(EXCERPTED PASSAGE Opens)

H Tsang*, CP Kamerling , S Nill , U Oelfke , The Institute of Cancer Research and The Royal Marsden NHS Foundation Trust, London, UK

Presentations

TH-AB-BRB-12 (Thursday, July 16, 2015) 7:30 AM - 9:30 AM Room: Ballroom B


Purpose: Current practice of using 3D margins in radiotherapy with high-energy photon beams provides larger-than-required target coverage. Negligible dose changes for small CTV displacements in the beam direction allow for the design of 2D-based CTV-PTV margins. We investigate the impact of a novel 2D margin concept for prostate radiotherapy treatments.

Methods: Our implementation of 2D margins follows van Herk’s (2000) margin recipe by considering only geometrical uncertainties perpendicular to the incident beam direction. The union of all beam-angle-dependent expansions defines our PTV. Five prostate radiotherapy plans were generated using IMRT inverse planning following clinical protocols with a prescription of 74Gy in 37 fractions. Systematic uncertainties of 1.1, 1.1, 1.5mm in the LR, SI, and AP directions, respectively, and 0.9, 1.1, 1.0mm for the random uncertainties, were used. A verification tool was used to simulate the effects of systematic and random errors, using a population of 10,000 identical geometries. The fraction of the population that satisfies or violates a certain dose or volume constraint was used for comparison.

(EXCERPTED PASSAGE Closes)

→ SET OF TASKS:
a – In the radiotherapy margin abstract, what prescription was used for the five prostate radiotherapy plans?
b – Translate this sentence from the radiotherapy margin abstract into Spanish: "The union of all beam-angle-dependent expansions defines our PTV."

(DATA SECTION Opens)

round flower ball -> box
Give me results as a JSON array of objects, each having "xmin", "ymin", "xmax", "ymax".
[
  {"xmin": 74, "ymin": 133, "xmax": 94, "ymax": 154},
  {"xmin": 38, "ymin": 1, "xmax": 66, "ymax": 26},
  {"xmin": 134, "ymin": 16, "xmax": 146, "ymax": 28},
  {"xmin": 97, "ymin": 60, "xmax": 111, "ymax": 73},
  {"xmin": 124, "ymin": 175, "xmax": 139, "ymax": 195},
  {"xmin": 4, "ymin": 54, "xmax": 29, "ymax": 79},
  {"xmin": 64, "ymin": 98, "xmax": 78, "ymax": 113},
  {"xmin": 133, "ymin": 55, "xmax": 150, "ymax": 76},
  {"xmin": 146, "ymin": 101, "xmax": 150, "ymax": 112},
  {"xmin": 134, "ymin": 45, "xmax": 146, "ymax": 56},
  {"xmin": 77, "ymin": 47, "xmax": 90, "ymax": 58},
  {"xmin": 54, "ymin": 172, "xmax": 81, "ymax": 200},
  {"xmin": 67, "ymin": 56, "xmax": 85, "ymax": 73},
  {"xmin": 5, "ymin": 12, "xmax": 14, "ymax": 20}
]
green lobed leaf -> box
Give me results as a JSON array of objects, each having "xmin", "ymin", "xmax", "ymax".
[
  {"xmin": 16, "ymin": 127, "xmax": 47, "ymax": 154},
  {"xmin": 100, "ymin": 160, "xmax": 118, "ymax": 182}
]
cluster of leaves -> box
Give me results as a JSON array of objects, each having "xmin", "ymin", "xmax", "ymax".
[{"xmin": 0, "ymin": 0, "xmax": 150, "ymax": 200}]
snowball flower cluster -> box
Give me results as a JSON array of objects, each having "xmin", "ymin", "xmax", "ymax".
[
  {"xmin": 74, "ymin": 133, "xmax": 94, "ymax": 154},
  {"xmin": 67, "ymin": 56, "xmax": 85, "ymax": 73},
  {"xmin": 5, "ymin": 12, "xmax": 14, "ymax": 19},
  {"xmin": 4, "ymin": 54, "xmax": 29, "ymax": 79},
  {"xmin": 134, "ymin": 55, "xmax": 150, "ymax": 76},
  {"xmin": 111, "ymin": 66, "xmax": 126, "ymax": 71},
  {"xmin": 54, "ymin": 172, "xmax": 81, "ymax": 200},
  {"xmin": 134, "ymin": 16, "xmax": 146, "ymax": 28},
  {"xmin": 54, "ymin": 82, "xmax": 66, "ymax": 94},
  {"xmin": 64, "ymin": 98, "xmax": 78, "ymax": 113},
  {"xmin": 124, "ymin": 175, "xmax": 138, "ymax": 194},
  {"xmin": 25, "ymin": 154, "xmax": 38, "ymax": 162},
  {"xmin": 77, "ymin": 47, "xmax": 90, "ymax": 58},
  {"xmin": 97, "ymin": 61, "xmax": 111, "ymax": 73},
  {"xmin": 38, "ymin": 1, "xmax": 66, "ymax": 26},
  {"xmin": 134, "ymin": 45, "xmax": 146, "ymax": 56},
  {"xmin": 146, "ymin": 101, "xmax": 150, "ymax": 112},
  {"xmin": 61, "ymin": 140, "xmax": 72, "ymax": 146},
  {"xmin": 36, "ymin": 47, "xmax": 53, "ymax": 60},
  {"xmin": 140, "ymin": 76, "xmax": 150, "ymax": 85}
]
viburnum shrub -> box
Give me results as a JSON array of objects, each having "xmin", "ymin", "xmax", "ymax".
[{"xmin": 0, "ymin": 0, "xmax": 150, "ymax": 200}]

(DATA SECTION Closes)

→ WRITTEN ANSWERS:
a – 74Gy in 37 fractions

b – La unión de todas las expansiones dependientes del ángulo del haz define nuestro PTV.